**Directions**
1. From the Minneapolis police budget article, return the passage from "City Council President" to "impact police staffing.".
2. According to the Minneapolis police budget article, how many sworn, full-time officers would the department have at the start of the new year?
==== Quoted passage
MINNEAPOLIS (FOX 9) - How the Minneapolis Police Chief plans to absorb deep cuts to the department next year is creating some heated discussion among city leaders and dozens of residents spoke up about the issue Thursday, mostly to criticize the public safety committee.
Minneapolis resident Bill Rodriguez was one of them, arguing that urgent action is needed. Rodriguez was one of the first 64 people to sign up for a phone-in public comment to the Minneapolis Public Safety Committee meeting.
“They, they police department, the mayor and all civic and state leaders need to get together and lock themselves in a room and come up with a 60-day plan that puts more protection on the street now,” he said.
Earlier in the day, during a budget meeting, Police Chief Medaria Arradondo outlined the ways he plans to absorb the department’s cuts in the Mayor’s 2021 recommended budget. The new year would start with 531 sworn, full-time officers, a 73-person reduction from 2020.
Plus, the chief recommended decommissioning some non-mandated units including community response teams in order to move sworn staff into priority functions.
“The department is shrinking, that is true,” said Arradondo Thursday. “And that is significant.”
Council members pushed back on several proposed points, including the chief’s suggestion to reassign some investigative staff.
“We have to make sure that core 911 response is adequately staffed,” said Arradondo. “Because when that person picks up the phone to call 911, we’ve got to have someone there to respond to it.”
City Council President Lisa Bender pointed out, with Target not welcoming staff back to downtown headquarters until at least next summer, she questions how this and various pandemic ripple effects could impact police staffing.
“In some ways, we are becoming more like a residential community that may not need as much policing,” Bender said. “You know, in downtown during the day.”
To that, Council Member Lisa Goodman said she found the chief’s proposed changes and much of the overall discussion alarming.
“What I’m hearing is people are afraid,” Goodman said. “They want more public safety, not less.”
“To minimize this perception issue and suggest people aren’t coming downtown so therefore we would need less police is ludacris,” she added.
========
==== Data for review
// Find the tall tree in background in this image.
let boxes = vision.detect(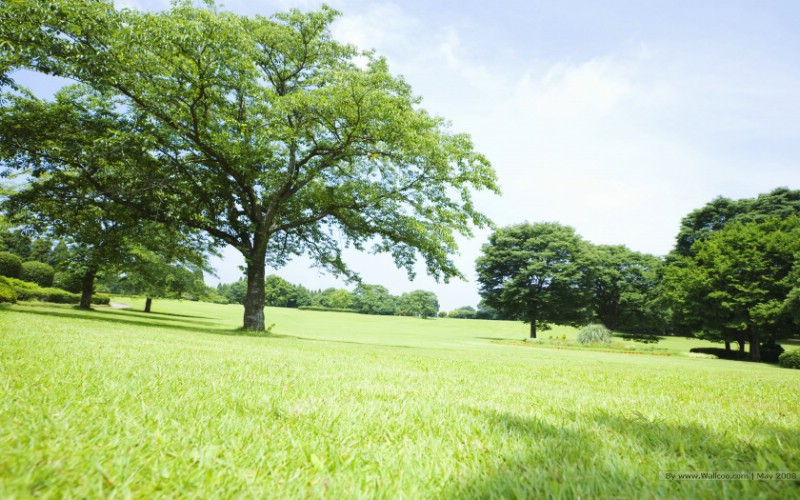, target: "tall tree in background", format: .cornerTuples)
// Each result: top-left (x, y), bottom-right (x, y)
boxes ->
(477, 223), (593, 338)
(0, 0), (498, 330)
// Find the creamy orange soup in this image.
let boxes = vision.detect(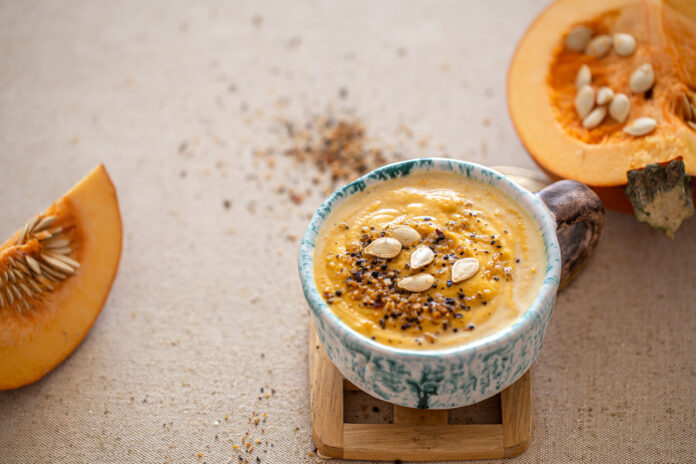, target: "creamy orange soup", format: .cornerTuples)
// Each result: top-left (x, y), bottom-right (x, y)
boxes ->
(314, 173), (546, 350)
========
**Solutions**
1.
City Council President Lisa Bender pointed out, with Target not welcoming staff back to downtown headquarters until at least next summer, she questions how this and various pandemic ripple effects could impact police staffing.

2. 531